═══ SUPPLIED ENTRIES ═══

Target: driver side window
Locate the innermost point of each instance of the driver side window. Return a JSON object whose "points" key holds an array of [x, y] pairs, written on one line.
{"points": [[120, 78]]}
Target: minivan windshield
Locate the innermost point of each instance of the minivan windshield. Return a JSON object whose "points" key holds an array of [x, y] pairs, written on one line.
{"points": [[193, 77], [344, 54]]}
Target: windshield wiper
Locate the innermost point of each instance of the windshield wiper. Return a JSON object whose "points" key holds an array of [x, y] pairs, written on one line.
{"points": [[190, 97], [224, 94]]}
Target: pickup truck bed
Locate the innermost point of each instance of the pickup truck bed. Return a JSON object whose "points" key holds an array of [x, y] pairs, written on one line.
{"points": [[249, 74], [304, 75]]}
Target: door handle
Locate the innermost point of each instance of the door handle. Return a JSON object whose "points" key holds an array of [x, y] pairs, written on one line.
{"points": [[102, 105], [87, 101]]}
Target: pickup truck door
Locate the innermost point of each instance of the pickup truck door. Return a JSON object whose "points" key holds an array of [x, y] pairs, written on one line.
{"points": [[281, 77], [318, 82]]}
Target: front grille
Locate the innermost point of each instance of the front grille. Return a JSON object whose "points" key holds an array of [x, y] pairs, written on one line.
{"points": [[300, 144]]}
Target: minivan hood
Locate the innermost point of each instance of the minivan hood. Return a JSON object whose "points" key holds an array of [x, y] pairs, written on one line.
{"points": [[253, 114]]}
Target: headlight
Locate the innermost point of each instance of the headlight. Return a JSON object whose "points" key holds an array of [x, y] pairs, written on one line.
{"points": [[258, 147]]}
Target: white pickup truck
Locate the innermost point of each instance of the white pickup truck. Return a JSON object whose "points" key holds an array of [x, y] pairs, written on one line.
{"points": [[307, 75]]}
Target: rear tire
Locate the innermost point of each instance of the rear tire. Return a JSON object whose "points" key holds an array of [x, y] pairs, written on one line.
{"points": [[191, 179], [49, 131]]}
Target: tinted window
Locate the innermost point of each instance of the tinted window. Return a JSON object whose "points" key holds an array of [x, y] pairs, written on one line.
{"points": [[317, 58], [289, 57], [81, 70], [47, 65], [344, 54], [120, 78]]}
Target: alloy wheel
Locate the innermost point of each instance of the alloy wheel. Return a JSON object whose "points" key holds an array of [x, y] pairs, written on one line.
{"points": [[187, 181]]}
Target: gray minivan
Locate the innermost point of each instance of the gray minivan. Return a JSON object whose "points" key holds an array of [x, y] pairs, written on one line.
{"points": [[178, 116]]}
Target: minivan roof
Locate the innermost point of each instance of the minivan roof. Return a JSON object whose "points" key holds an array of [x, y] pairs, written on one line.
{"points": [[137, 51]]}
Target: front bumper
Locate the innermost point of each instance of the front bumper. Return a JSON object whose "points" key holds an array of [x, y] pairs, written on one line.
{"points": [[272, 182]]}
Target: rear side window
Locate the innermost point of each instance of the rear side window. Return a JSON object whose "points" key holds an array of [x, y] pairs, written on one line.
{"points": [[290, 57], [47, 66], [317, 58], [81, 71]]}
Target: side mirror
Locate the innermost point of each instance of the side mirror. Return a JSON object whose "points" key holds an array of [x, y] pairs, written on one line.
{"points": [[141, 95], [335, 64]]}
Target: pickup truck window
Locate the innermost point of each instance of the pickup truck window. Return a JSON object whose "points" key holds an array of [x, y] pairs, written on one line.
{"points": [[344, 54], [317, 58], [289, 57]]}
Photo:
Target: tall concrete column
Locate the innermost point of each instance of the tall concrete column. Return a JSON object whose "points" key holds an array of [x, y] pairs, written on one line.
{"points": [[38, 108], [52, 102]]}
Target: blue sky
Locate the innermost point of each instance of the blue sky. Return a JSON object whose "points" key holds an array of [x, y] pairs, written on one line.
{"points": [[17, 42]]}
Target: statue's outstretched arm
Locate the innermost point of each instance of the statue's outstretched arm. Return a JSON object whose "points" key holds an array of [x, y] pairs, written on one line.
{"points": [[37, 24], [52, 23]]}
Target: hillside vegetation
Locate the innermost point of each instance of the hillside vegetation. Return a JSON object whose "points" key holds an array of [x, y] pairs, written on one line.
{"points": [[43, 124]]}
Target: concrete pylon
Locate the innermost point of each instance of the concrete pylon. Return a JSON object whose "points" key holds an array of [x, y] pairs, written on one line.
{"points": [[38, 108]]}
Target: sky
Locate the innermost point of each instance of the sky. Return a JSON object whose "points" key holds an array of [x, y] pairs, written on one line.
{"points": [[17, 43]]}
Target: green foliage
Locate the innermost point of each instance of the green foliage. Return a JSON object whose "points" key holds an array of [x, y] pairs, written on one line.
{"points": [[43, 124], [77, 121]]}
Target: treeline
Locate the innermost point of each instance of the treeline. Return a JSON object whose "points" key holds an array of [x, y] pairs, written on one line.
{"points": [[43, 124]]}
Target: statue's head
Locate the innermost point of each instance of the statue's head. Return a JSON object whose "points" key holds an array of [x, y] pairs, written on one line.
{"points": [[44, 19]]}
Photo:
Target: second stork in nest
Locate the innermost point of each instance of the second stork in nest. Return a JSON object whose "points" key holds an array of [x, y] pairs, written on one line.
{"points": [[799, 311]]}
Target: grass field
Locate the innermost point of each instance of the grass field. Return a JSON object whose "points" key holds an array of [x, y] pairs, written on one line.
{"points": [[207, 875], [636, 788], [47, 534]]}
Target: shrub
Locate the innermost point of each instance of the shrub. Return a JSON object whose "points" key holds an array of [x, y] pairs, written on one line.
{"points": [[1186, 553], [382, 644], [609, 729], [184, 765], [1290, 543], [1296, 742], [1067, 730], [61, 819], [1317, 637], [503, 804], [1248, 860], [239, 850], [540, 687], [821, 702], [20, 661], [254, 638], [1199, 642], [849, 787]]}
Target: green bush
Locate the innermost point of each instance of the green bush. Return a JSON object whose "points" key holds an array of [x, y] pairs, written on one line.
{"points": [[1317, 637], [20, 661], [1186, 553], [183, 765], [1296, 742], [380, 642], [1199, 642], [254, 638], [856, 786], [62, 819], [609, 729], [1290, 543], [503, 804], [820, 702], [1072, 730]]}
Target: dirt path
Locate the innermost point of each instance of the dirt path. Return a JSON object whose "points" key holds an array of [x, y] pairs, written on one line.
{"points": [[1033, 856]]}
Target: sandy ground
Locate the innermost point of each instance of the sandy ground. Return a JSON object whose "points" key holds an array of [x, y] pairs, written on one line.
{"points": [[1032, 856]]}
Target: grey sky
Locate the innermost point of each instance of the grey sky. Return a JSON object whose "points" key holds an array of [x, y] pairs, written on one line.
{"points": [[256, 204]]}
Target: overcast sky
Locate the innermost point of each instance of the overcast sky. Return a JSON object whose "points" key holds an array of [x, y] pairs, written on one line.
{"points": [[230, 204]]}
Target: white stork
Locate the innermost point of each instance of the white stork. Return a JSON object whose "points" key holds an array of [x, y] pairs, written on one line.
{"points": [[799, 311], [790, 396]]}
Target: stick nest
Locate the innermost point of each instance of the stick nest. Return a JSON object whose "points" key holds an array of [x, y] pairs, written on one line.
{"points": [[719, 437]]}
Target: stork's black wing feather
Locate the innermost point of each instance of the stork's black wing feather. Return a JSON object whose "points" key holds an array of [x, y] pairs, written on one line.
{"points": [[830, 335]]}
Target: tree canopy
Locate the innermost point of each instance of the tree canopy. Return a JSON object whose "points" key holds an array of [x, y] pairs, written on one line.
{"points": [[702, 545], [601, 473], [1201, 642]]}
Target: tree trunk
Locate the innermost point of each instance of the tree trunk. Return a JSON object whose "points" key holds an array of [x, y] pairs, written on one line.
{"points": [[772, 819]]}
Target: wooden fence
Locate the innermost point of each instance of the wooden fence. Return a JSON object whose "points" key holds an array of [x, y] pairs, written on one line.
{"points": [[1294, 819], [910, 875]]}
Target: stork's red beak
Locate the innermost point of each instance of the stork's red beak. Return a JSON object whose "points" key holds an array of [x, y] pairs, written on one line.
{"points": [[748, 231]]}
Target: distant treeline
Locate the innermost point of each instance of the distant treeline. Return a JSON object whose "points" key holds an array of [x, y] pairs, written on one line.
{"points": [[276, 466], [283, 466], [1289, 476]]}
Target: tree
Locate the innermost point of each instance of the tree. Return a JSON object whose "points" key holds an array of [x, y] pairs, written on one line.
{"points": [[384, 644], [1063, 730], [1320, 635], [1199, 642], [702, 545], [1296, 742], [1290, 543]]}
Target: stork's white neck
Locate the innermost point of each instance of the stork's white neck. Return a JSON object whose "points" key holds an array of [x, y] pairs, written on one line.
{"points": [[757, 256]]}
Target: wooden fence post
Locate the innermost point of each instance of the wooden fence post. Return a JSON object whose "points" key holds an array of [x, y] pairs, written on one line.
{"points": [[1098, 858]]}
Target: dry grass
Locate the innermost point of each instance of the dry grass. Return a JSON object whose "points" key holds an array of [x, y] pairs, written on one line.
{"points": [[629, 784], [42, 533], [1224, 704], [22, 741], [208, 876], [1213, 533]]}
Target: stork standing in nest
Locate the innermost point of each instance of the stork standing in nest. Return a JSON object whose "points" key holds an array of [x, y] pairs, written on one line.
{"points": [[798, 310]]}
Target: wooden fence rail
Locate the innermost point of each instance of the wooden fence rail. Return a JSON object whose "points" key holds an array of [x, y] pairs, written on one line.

═══

TASK INSTRUCTIONS = Exactly reproduce the lines from the one containing "Target: stork's white neck" through the end of the records, and only those lines.

FINISHED TASK =
Target: stork's white neck
Locate the innermost point of each instance of the stork's white neck. Return a JSON object whose "points" key holds an array of [x, y] pairs, written on one line.
{"points": [[757, 256]]}
Target: wooden fence post
Locate the innermost point of each instance of the wooden fence post. Return a JSON object whose "points" key holds an array of [x, y] pairs, written on one line.
{"points": [[1098, 858]]}
Target: dry grass
Locate the innermost point of each instance of the dry grass. Return a JSON object whose "points" key holds an array of [x, y] pairs, written on one line.
{"points": [[629, 784], [42, 533], [1224, 704], [22, 741], [208, 876], [1213, 533]]}
Target: stork standing in nest
Locate the innermost point of each instance of the stork standing in nest. Return a JSON object whose "points" key holds an array of [x, y] pairs, written on one line.
{"points": [[798, 310]]}
Target: wooden fence rail
Locate the innermost point of each instance of the wooden fence rail. Return a JSON object whose "points" key holds an array of [x, y] pairs, written on one line.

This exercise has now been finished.